» **Work instructions**: From the line that holds "Point out the wooden" to the last line of the data, copy everything exactly; leave out all the rest.

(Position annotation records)
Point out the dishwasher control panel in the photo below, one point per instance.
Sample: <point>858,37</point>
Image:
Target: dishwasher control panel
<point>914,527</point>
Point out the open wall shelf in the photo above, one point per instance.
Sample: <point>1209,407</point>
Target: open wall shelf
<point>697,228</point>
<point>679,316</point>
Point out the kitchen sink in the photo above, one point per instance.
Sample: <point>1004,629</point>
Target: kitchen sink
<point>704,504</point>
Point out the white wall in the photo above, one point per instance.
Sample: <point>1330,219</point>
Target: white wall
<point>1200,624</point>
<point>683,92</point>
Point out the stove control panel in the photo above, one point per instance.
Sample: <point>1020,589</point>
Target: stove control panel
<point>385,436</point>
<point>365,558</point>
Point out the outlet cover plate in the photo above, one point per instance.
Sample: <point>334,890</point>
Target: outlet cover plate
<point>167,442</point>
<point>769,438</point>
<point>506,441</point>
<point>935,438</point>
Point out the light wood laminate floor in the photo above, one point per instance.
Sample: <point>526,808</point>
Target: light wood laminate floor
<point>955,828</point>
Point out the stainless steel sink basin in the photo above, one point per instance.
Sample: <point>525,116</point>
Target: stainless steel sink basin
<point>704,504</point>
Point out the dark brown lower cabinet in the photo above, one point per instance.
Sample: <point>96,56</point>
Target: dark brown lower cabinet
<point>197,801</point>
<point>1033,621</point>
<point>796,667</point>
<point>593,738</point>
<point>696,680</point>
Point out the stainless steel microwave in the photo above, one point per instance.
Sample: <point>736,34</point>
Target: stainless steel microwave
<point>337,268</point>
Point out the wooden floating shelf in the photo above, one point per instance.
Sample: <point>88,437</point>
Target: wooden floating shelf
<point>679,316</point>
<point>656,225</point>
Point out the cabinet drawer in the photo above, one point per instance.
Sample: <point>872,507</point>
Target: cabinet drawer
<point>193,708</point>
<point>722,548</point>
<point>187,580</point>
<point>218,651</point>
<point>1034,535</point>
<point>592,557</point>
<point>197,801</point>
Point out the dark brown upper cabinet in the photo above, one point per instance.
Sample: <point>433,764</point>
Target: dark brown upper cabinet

» **Right answer**:
Point out the wooden floating shelf in the photo above, one point per instance.
Sample: <point>88,437</point>
Target: wooden floating shelf
<point>679,316</point>
<point>656,225</point>
Point out the cabinet drawer in the photo above, one point per instance.
Sample: <point>872,507</point>
Target: cabinet drawer
<point>193,708</point>
<point>722,548</point>
<point>187,580</point>
<point>218,651</point>
<point>1034,535</point>
<point>592,557</point>
<point>197,801</point>
Point out the dark brown upper cabinet in the photo above, one point per instance.
Sample: <point>433,764</point>
Target: dark brown upper cabinet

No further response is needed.